* _Task_
Can you retype every line of the listing below word for word, with nothing added or changed?

* _Extracted records_
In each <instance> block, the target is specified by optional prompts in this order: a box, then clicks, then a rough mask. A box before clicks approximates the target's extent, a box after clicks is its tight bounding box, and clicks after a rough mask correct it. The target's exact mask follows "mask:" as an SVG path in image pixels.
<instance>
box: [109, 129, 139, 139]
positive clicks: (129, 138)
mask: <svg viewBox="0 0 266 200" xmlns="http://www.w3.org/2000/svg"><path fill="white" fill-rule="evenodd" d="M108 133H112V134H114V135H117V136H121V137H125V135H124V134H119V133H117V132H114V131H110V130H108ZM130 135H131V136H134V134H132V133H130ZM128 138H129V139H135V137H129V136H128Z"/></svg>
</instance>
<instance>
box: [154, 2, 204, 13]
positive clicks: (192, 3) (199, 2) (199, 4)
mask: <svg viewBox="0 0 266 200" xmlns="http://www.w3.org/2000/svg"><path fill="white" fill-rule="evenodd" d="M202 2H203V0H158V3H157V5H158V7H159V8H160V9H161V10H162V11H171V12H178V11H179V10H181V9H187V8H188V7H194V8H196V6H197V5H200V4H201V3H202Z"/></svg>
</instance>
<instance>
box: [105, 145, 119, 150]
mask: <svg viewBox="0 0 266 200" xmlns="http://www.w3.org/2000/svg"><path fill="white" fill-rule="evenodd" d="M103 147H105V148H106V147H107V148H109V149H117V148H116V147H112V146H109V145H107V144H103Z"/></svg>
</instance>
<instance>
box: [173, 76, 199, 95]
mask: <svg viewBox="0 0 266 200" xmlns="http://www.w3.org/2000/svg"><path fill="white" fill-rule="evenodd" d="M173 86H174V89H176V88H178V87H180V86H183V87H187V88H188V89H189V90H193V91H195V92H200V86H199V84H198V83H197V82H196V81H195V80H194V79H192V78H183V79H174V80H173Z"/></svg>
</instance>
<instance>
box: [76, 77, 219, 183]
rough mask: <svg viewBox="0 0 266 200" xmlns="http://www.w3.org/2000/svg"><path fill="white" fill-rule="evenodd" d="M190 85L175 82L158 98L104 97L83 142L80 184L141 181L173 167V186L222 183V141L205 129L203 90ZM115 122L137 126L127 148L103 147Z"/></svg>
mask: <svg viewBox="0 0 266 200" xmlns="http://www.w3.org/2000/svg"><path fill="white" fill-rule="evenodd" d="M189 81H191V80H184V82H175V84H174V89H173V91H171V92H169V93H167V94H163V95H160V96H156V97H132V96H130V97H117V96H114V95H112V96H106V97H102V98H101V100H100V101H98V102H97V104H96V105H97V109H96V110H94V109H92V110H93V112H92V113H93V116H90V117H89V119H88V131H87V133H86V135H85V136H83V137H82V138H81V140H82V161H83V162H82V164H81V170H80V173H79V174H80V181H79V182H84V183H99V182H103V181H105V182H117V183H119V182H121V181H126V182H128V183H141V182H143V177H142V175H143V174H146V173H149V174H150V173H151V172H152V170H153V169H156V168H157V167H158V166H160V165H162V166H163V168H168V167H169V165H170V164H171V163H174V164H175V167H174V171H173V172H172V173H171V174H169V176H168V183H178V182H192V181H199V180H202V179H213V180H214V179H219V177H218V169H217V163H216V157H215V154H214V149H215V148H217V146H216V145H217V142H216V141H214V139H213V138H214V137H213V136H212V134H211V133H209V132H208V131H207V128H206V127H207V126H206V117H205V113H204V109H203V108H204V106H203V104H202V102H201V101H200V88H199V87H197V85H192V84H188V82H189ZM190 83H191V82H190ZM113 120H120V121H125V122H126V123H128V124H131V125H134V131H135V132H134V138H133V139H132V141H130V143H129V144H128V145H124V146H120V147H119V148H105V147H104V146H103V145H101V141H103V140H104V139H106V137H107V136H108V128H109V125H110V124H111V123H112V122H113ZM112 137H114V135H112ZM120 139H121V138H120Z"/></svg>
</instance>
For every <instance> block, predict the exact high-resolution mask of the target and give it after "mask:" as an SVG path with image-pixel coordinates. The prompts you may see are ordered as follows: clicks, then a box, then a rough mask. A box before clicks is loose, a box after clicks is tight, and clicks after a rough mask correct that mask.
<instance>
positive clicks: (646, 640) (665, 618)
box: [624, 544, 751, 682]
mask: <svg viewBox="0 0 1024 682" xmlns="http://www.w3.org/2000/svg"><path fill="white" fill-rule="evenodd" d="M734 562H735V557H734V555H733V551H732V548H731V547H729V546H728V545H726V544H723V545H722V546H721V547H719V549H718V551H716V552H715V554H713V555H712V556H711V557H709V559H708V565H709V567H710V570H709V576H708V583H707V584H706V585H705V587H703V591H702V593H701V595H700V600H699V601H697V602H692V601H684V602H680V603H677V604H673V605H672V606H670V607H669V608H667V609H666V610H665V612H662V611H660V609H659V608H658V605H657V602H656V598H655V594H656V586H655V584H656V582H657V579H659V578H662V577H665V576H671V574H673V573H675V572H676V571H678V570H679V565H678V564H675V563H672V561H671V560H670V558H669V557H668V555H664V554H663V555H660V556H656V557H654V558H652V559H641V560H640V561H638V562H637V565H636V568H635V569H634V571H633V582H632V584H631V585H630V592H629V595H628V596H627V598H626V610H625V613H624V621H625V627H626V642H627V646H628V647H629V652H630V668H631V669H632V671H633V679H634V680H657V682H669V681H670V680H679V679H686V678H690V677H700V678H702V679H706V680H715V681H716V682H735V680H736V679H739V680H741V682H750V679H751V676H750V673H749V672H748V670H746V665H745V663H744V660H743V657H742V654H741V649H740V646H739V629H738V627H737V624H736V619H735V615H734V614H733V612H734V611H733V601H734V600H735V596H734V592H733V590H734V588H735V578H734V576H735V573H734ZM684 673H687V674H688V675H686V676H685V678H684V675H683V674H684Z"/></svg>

* _Written response_
In each <instance> block, the target is specified by optional prompts in this order: a box, then clicks, then a rough mask. A box before clicks approximates the target's extent, a box after clicks is its tight bounding box, and clicks after a rough mask correct it. The target's exact mask follows "mask:" as an SVG path in image pixels.
<instance>
box: [109, 129, 139, 139]
positive clicks: (129, 138)
mask: <svg viewBox="0 0 266 200" xmlns="http://www.w3.org/2000/svg"><path fill="white" fill-rule="evenodd" d="M108 133H112V134H114V135H117V136H121V137H125V135H124V134H119V133H117V132H114V131H110V130H108ZM130 135H131V136H134V134H132V133H130ZM128 138H129V139H135V137H129V136H128Z"/></svg>
</instance>
<instance>
box: [154, 2, 204, 13]
positive clicks: (192, 3) (199, 2) (199, 4)
mask: <svg viewBox="0 0 266 200" xmlns="http://www.w3.org/2000/svg"><path fill="white" fill-rule="evenodd" d="M202 2H203V0H158V3H157V5H158V7H159V8H160V9H161V10H162V11H171V12H178V11H179V10H181V9H187V8H188V7H194V8H196V6H197V5H200V4H201V3H202Z"/></svg>
</instance>
<instance>
box: [105, 145, 119, 150]
mask: <svg viewBox="0 0 266 200" xmlns="http://www.w3.org/2000/svg"><path fill="white" fill-rule="evenodd" d="M103 147H105V148H106V147H107V148H109V149H117V148H116V147H112V146H109V145H107V144H103Z"/></svg>
</instance>
<instance>
box: [173, 76, 199, 95]
mask: <svg viewBox="0 0 266 200" xmlns="http://www.w3.org/2000/svg"><path fill="white" fill-rule="evenodd" d="M173 86H174V89H176V88H178V87H180V86H183V87H187V88H188V89H189V90H193V91H195V92H200V86H199V84H198V83H197V82H196V81H195V80H194V79H192V78H183V79H174V80H173Z"/></svg>
</instance>
<instance>
box: [76, 77, 219, 183]
rough mask: <svg viewBox="0 0 266 200" xmlns="http://www.w3.org/2000/svg"><path fill="white" fill-rule="evenodd" d="M190 85L175 82L158 98L104 97L83 142L80 184L141 181L173 167V186L222 183V141L205 129L203 90ZM115 122L137 126L127 148L103 147Z"/></svg>
mask: <svg viewBox="0 0 266 200" xmlns="http://www.w3.org/2000/svg"><path fill="white" fill-rule="evenodd" d="M189 81H191V80H184V82H175V84H174V89H173V91H171V92H169V93H167V94H163V95H160V96H156V97H132V96H130V97H117V96H114V95H112V96H106V97H102V98H101V100H100V101H98V102H97V104H96V105H97V109H96V110H94V109H92V110H93V112H92V113H93V116H90V117H89V119H88V131H87V133H86V135H85V136H83V137H82V138H81V140H82V161H83V162H82V164H81V170H80V173H79V174H80V181H79V182H84V183H99V182H103V181H105V182H117V183H119V182H121V181H126V182H128V183H141V182H143V177H142V175H143V174H146V173H149V174H150V173H151V172H152V170H153V169H156V168H157V167H158V166H160V165H162V166H163V168H168V167H169V165H170V164H171V163H174V164H175V167H174V171H173V172H172V173H171V174H169V176H168V183H178V182H192V181H199V180H202V179H213V180H214V179H219V177H218V169H217V163H216V157H215V154H214V149H215V148H217V146H216V145H217V142H216V141H214V139H213V138H214V137H213V136H212V134H211V133H209V132H208V131H207V128H206V127H207V126H206V117H205V113H204V109H203V108H204V106H203V104H202V102H201V101H200V88H199V87H197V85H192V84H188V82H189ZM190 83H191V82H190ZM113 120H120V121H125V122H126V123H128V124H131V125H134V131H135V132H134V138H133V139H132V141H130V143H129V144H128V145H124V146H120V147H119V148H105V147H104V146H103V145H101V141H103V140H104V139H106V137H107V136H108V128H109V125H110V124H111V123H112V122H113ZM112 137H114V135H112ZM120 139H121V138H120Z"/></svg>
</instance>
For every <instance> block, predict the exact high-resolution mask of the target and give it after "mask:" as an SVG path with image-pixel coordinates. The prompts you may see are ordered as follows: clicks, then a box, then a rough mask. A box before clicks is loose, a box after clicks is tight, and clicks after a rough mask correct that mask.
<instance>
positive clicks: (646, 640) (665, 618)
box: [624, 544, 751, 682]
mask: <svg viewBox="0 0 1024 682" xmlns="http://www.w3.org/2000/svg"><path fill="white" fill-rule="evenodd" d="M734 562H735V557H734V555H733V551H732V548H731V547H729V546H728V545H726V544H723V545H722V546H721V547H719V549H718V551H716V552H715V554H713V555H712V556H711V557H709V559H708V565H709V567H710V570H709V576H708V583H707V584H706V585H705V587H703V591H702V593H701V595H700V600H699V601H697V602H692V601H684V602H680V603H677V604H673V605H672V606H670V607H669V608H667V609H666V610H665V612H662V611H660V609H659V608H658V605H657V602H656V598H655V594H656V586H655V584H656V582H657V579H659V578H662V577H665V576H671V574H673V573H675V572H676V571H678V570H679V565H678V564H675V563H672V561H671V560H670V558H669V557H668V555H664V554H663V555H660V556H656V557H654V558H652V559H641V560H640V561H638V562H637V565H636V568H635V569H634V571H633V582H632V584H631V585H630V592H629V595H628V596H627V598H626V610H625V613H624V621H625V627H626V642H627V646H628V647H629V652H630V668H631V669H632V671H633V679H634V680H657V682H669V681H670V680H679V679H686V678H690V677H700V678H702V679H706V680H715V681H716V682H735V680H736V679H739V680H741V682H750V679H751V676H750V673H749V672H748V670H746V665H745V663H744V660H743V657H742V654H741V649H740V646H739V629H738V627H737V624H736V619H735V615H734V614H733V612H734V611H733V601H734V600H735V596H734V592H733V590H734V588H735V578H734V576H735V573H734ZM684 673H687V674H688V675H686V676H685V678H684V675H683V674H684Z"/></svg>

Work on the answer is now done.